(Goal of the exercise)
Return every line below that contains the word "shoreline", copying each one in full.

(Information supplied)
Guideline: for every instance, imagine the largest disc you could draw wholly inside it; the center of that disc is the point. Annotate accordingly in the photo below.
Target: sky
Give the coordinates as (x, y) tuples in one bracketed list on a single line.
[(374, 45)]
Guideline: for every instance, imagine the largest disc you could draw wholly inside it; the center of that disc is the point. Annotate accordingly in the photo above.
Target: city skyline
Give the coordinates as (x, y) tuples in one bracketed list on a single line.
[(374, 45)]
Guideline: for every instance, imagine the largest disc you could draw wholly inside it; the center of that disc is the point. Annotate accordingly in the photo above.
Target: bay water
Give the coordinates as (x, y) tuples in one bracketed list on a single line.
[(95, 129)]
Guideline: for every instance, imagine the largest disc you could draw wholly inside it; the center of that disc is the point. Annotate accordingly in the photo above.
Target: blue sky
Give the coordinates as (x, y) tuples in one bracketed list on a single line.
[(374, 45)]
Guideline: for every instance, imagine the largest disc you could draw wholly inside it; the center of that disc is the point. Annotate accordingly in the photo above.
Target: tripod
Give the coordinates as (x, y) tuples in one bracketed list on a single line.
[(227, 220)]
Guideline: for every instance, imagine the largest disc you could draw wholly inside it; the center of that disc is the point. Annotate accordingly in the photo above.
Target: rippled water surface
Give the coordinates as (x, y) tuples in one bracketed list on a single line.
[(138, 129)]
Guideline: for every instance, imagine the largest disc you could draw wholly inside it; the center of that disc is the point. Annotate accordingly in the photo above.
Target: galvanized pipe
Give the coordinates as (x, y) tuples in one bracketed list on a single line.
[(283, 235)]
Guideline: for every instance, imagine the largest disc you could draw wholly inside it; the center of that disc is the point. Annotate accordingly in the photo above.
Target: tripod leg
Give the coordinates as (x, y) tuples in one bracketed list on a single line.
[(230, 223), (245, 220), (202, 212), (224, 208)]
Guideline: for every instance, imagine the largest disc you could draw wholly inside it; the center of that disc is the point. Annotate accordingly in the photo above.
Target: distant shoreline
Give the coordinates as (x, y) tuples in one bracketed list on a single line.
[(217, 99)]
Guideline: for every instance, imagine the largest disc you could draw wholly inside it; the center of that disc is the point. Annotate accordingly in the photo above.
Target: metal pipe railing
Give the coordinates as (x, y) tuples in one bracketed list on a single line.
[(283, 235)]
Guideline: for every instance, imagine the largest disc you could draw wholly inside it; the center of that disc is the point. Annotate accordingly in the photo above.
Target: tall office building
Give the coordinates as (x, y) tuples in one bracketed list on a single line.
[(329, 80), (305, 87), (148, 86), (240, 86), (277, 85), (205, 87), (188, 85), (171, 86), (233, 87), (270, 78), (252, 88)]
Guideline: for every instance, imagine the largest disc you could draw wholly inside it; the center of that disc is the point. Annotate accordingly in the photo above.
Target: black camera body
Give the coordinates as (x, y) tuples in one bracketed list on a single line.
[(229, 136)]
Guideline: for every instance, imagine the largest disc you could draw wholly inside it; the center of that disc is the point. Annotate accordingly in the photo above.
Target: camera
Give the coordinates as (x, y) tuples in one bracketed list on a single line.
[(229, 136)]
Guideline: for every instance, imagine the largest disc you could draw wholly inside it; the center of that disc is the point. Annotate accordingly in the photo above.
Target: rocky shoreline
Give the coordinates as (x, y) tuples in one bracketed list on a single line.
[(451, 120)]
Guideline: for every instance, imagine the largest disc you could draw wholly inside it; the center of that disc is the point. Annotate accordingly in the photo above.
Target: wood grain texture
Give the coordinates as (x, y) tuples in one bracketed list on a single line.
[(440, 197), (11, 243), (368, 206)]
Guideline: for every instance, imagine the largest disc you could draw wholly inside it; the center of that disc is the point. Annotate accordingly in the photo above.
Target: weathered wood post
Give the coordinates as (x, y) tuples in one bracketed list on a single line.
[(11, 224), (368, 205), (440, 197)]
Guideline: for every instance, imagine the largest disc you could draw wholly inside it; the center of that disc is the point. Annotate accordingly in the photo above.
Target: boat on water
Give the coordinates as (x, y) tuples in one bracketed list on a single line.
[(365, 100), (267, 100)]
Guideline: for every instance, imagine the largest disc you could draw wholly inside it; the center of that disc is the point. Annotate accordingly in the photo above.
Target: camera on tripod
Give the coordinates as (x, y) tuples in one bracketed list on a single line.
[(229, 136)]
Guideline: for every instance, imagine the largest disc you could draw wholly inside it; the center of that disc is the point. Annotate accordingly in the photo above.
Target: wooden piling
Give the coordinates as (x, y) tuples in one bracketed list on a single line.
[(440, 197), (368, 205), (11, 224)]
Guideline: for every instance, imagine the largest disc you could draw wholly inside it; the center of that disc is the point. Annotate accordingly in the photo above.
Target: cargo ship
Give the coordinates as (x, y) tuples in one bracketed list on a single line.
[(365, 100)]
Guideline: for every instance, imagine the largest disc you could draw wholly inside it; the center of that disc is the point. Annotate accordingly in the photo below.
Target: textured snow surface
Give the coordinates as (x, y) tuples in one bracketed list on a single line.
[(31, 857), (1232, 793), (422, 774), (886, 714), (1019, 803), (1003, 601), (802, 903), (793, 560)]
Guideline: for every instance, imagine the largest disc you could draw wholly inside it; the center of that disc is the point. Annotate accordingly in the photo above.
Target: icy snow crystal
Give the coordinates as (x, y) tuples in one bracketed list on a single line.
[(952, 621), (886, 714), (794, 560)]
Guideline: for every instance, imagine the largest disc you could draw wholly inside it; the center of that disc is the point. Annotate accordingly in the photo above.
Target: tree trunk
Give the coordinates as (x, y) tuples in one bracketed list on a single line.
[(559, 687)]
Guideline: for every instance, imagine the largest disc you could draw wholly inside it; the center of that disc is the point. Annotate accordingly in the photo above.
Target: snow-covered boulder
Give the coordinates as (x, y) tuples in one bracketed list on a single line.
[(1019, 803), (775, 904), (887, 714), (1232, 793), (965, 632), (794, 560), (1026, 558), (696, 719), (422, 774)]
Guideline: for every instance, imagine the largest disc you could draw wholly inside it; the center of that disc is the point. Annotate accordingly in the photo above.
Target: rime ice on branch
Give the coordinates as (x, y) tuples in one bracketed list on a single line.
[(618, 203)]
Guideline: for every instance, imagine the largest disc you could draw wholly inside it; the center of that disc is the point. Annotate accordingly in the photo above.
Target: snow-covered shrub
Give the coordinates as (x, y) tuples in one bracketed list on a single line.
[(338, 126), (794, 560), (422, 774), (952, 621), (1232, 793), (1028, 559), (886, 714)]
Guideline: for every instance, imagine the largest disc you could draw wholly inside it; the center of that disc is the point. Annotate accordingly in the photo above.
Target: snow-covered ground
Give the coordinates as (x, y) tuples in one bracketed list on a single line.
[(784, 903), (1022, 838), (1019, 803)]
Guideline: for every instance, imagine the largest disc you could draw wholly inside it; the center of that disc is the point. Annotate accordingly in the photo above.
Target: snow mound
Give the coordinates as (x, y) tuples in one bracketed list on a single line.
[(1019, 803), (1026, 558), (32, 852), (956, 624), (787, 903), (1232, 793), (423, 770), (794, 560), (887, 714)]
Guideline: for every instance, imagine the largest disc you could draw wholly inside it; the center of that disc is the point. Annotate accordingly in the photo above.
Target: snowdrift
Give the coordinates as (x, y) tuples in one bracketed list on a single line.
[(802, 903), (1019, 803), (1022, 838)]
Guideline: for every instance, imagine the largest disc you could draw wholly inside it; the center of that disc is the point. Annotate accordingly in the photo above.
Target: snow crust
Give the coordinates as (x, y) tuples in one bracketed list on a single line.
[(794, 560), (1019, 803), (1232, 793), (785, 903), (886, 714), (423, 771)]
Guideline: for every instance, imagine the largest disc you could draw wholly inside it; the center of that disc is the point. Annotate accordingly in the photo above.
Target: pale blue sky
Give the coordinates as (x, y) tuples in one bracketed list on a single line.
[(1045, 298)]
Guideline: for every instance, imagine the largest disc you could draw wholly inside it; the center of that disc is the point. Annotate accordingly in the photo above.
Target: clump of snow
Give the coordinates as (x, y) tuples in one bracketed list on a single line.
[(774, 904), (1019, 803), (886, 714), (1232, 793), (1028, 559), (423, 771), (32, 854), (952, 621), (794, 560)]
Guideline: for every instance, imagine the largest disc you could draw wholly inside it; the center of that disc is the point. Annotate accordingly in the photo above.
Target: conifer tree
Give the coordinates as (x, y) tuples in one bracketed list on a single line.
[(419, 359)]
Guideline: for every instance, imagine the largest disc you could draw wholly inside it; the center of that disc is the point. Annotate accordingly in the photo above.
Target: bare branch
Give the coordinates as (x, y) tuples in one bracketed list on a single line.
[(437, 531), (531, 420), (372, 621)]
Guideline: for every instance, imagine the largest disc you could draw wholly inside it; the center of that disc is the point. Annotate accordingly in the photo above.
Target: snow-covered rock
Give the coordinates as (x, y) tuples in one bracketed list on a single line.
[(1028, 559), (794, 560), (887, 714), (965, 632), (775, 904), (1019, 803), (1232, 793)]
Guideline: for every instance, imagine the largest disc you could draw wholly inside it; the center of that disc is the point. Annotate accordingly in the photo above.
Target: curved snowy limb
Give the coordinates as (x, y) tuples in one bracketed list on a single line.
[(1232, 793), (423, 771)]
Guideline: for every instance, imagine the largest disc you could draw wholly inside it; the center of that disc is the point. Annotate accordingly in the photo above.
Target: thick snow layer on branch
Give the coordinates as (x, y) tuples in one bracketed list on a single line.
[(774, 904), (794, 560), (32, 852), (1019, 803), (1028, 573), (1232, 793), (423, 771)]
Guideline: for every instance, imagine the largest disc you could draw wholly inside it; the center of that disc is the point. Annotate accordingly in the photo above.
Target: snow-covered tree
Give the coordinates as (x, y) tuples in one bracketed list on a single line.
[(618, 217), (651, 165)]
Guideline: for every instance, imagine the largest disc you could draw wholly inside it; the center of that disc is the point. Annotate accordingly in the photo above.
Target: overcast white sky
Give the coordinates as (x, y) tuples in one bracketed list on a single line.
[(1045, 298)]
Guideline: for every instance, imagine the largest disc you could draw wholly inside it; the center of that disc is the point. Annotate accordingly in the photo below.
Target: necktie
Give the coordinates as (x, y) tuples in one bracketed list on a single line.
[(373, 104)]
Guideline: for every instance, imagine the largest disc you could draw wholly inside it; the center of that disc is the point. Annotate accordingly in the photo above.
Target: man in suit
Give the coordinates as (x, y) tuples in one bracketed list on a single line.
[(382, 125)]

(The response)
Target: distant shoreline
Target: rocky shoreline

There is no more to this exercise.